Problem requirements: Extract the line that contains "bottle, given as one point per instance." and every line after it to the end of the records below, exactly as written and nothing else.

Input for this task:
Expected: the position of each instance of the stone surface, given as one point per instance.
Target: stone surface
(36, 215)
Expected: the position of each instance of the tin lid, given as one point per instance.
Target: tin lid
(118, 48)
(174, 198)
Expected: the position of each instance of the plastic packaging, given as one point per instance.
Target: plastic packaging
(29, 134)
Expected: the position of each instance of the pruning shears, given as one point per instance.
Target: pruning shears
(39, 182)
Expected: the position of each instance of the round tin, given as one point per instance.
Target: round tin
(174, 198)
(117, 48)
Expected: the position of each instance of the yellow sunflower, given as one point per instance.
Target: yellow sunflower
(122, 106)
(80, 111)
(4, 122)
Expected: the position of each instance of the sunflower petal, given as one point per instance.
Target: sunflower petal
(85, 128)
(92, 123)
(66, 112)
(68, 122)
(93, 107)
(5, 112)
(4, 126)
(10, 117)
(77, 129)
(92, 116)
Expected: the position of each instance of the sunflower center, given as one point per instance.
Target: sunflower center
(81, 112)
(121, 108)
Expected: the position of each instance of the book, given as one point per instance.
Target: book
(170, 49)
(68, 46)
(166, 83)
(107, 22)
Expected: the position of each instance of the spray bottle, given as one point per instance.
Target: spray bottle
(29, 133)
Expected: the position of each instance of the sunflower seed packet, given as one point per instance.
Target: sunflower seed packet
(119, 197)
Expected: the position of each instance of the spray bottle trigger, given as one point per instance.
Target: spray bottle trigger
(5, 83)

Task solution:
Expected: the position of each instance of the spray bottle, given as one point per instance.
Target: spray bottle
(29, 133)
Expected: the position of each instance of the sunflower seed packet, given as one point per instance.
Target: sunflower seed packet
(119, 197)
Expected: the position of each instance of the spray bottle trigger, given as one point per instance.
Target: spray bottle trigger
(5, 83)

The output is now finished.